# Исходный текст:
Дмитрий Окружнов и Мария Шарова буквально вырывают зрителя из комфортного контекста, чтобы через свои работы узнать — а не застряли ли мы в Матрице? Дмитрий Окружнов и Мария Шарова буквально вырывают зрителя из комфортного контекста, чтобы через свои работы узнать, а не застряли ли мы в матрице?

«Люди бегут не от настоящего, а от реальности»

— Дмитрий, Мария, когда смотришь на ваши полотна, складывается впечатление, будто застрял в текстурах, не успел сконцентрироваться, прогрузить реальность. И это пугает. На ваш взгляд, действительность — это мир в духе «Матрицы» братьев Вачовски?

— Корректней было бы сказать «сестер Вачовски». Фильм «Матрица» — культовый. Он появился не случайно. В нем отражены все тенденции и рассуждения о реальности и неумолимо надвигающейся диджитализации и виртуальности. Не зря произведение входит в список культурного достояния кино. Вачовски вдохновлялись философскими размышлениями Бодрийяра о несостоятельности реальности, о ее подмене симулякрами. Фильм вышел в 1999 году, нам тогда было 15 и 12 лет. Сильное впечатление для нашего поколения, но мы не следуем слепо этой линии. Скорее мы хотим показать, что мир сложный, скомбинированный из множества слоев и пространств. В нем много всего того, что мы не можем полностью осознать и проанализировать, но ощутить на каком-то внутреннем уровне можем.

— В серии Present in the Past вы рассуждаете о том, что есть настоящее. Почему, на ваш взгляд, люди бегут от него и пытаются залатать душевную пустоту псевдоэмоциями из интернета?

— Люди бегут не от настоящего, а от реальности. На самом деле, сложный вопрос: «Что есть настоящее?» Существует очень много рассуждений по поводу времени: прошлое, настоящее и будущее, относительность времени, его линейность или нелинейность, цикличность или уникальность каждого момента.

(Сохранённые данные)
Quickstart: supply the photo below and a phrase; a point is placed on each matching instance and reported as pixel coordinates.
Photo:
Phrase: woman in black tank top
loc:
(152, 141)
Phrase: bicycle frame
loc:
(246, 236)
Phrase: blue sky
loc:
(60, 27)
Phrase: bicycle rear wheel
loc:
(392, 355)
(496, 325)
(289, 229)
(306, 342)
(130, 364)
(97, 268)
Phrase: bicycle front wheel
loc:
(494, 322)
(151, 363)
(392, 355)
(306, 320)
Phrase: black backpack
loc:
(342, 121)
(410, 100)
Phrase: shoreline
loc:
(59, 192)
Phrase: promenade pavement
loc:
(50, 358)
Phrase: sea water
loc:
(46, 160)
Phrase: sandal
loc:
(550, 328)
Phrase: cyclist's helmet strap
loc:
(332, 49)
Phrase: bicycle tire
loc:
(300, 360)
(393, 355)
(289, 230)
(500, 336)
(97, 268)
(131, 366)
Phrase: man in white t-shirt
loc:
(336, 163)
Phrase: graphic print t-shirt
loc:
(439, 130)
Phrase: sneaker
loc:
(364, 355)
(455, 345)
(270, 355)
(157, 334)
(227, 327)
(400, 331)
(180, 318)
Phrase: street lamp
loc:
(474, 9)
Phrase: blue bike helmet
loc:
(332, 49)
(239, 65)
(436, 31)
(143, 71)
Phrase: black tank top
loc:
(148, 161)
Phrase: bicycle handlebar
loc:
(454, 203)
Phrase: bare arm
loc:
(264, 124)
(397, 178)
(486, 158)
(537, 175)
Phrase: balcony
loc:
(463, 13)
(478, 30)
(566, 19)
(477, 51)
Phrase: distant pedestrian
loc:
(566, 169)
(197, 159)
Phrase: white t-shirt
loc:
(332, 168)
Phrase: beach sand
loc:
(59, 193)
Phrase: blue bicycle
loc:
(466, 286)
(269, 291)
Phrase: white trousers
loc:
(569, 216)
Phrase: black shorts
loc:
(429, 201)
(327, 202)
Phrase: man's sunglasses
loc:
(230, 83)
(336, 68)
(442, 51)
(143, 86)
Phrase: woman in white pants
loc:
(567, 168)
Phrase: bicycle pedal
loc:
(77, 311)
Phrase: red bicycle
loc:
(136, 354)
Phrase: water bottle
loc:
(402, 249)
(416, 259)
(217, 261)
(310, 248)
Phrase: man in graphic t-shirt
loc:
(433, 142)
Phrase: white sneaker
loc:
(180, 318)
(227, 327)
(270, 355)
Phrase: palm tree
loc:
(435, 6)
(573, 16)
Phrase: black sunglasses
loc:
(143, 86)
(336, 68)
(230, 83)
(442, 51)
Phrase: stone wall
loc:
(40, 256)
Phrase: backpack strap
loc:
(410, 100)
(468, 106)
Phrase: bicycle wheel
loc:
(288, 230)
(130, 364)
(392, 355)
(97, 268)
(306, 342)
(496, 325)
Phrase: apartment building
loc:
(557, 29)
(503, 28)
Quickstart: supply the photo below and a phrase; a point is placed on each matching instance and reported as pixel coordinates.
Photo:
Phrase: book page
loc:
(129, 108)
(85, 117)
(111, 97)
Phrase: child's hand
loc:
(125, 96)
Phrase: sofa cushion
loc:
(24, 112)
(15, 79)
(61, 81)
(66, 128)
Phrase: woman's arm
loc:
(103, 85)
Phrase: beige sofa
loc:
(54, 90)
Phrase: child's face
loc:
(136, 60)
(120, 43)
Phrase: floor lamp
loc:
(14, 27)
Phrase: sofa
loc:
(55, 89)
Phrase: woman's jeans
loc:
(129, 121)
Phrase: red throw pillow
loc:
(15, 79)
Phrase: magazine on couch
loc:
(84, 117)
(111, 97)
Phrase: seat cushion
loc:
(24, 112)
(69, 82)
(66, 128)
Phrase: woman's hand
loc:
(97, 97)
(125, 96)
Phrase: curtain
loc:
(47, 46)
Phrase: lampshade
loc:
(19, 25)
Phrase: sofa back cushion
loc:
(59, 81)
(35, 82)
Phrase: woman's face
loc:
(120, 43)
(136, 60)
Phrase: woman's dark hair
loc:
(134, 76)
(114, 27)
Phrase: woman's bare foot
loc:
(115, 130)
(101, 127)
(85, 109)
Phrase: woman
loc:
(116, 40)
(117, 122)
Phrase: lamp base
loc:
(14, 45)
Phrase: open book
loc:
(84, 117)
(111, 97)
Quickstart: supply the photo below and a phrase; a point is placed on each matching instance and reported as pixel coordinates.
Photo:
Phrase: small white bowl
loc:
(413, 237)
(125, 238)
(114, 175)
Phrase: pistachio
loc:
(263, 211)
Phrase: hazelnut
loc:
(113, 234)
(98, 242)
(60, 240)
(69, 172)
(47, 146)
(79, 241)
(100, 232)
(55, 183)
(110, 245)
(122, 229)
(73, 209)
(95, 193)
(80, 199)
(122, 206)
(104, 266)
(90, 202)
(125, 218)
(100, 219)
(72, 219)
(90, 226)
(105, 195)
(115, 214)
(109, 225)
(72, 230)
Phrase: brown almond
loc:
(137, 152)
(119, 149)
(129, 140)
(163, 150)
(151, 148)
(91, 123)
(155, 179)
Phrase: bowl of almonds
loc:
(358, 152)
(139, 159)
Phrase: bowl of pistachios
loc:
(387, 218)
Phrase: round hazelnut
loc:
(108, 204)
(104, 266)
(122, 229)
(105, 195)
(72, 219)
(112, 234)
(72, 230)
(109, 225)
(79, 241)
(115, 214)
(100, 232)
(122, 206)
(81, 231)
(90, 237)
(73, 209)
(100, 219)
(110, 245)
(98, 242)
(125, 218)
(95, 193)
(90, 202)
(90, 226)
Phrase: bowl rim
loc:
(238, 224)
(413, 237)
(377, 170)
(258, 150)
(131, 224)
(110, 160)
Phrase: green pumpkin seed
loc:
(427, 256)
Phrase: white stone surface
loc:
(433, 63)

# Задачи для решения:
**a)** Ответьте по интервью с Дмитрием Окружновым и Марией Шаровой на три вопроса:
(i) В каком году вышел фильм «Матрица»?
(ii) Чьими философскими размышлениями вдохновлялись Вачовски?
(iii) Как называется серия, в которой художники рассуждают о том, что есть настоящее?
**b)** Продолжите интервью с Дмитрием Окружновым и Марией Шаровой, начав сразу после его последней фразы.

# Ответы к заданиям:
**a)**
(i) В 1999 году.
(ii) Размышлениями Бодрийяра.
(iii) Present in the Past.

**b)**
Вот возьмем секунду, что сейчас. Раз, и она уже в прошлом и была секунду назад. Уже 5 секунд назад. А относительно чего мы сделали такой вывод? Относительно данной секунды. Так и она уже в прошлом. Можно ли поймать настоящее? Наверное, нет. Именно поэтому мы сделали данный проект, где настоящее моментально становится историей, прошлым. Особенно хорошо подобное видно в сети. Среди фотографий сложно разделить, где прошлое, а где настоящее. Все смешивается. А люди пытаются убежать от реальности, что их окружает. От проблем. Можно же сделать свой мир, где не будет ни этой реальности, которая нас чем-то не устраивает, ни проблем, и законы в нем окажутся такими, как нам хочется. Каждый может это сделать. Благо наш мозг и его расширитель — виртуальное пространство — вполне с этим справляются. В XXI веке человек имеет уникальную возможность генерировать образы и миры так, как ему хочется.

— Вы много думаете о глобализации, современности, влиянии современных технологий на жизнь. Думаете, это путь к созиданию или разрушению?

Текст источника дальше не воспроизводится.